Vordering tot schadevergoeding wegens ongerechtvaardigde verrijking door gebruik van gas, water en licht

In deze zaak vordert Apotheek Prinsenland Rotterdam B.V. (APR) een schadevergoeding van de gedaagden, die medegebruikers zijn van een bedrijfspand. APR stelt dat zij gedurende een lange periode de kosten voor gas, water en licht (GWL) heeft betaald voor het gebruik door de gedaagden, die via een gezamenlijke meter aan APR zijn geleverd. De rechtbank moet beoordelen of APR recht heeft op deze vordering en of deze niet is verjaard. De rechtbank oordeelt dat de vordering niet is verjaard en dat APR gerechtigd is tot de vordering, omdat zij en haar rechtsvoorgangers de kosten voor GWL hebben gedragen terwijl de gedaagden hiervan gebruik hebben gemaakt. De rechtbank wijst de vordering gedeeltelijk toe en kent APR een schadevergoeding toe van € 3.375,24, vermeerderd met wettelijke rente. De gedaagden worden ook veroordeeld in de proceskosten, maar deze worden gecompenseerd, zodat iedere partij de eigen kosten draagt.

◆ **Beschikbare gegevens**:
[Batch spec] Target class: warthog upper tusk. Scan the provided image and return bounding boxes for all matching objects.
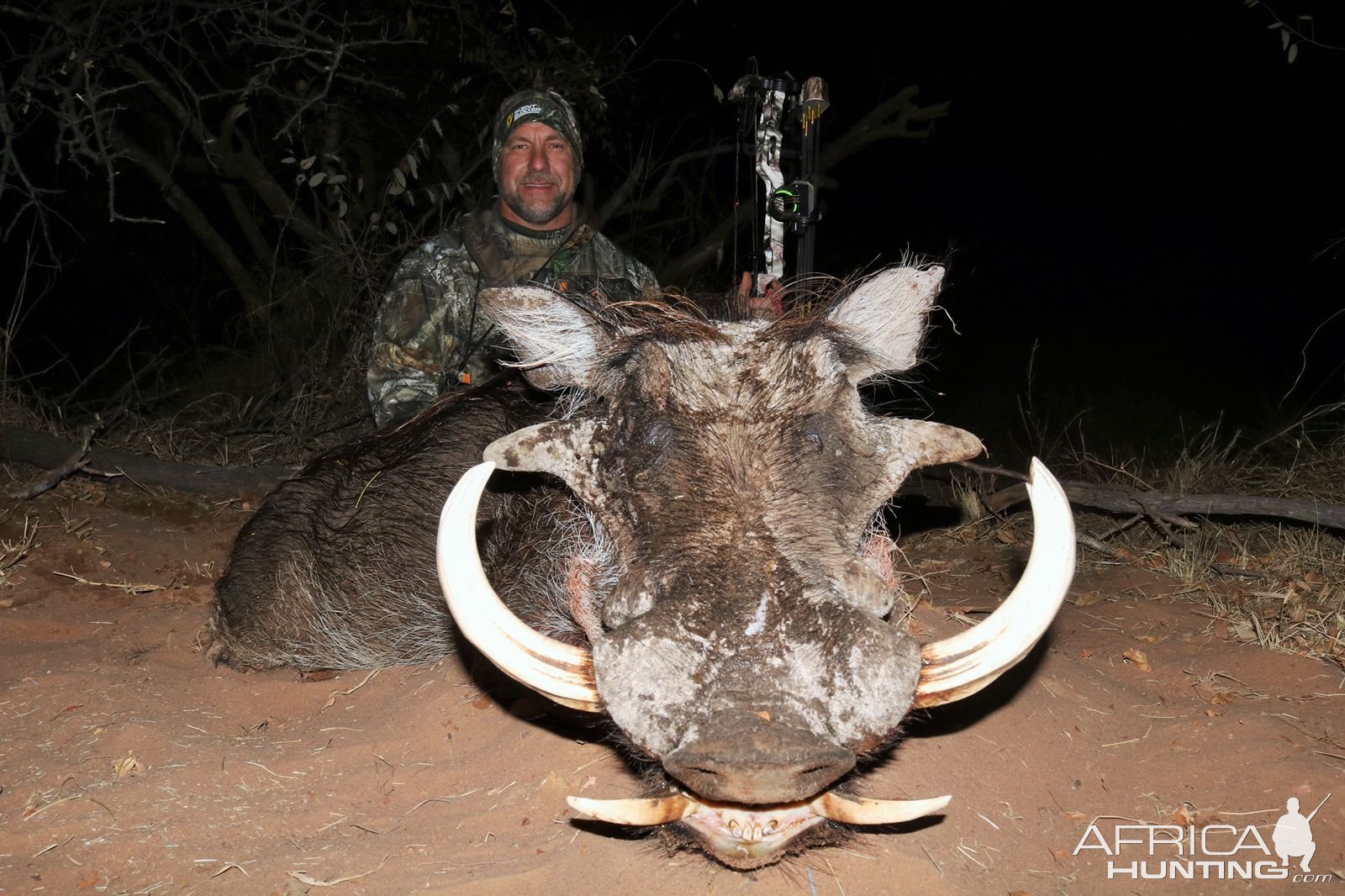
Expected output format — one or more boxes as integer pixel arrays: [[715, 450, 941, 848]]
[[810, 793, 952, 825], [912, 457, 1074, 708], [565, 793, 701, 827], [437, 461, 603, 712]]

◆ **Opdrachtdoel**: Welk bedrag aan schadevergoeding kent de rechtbank volgens de passage aan APR toe? De lijst heeft niets met de passage te maken.

◆ **Resultaat**: € 3.375,24, vermeerderd met wettelijke rente.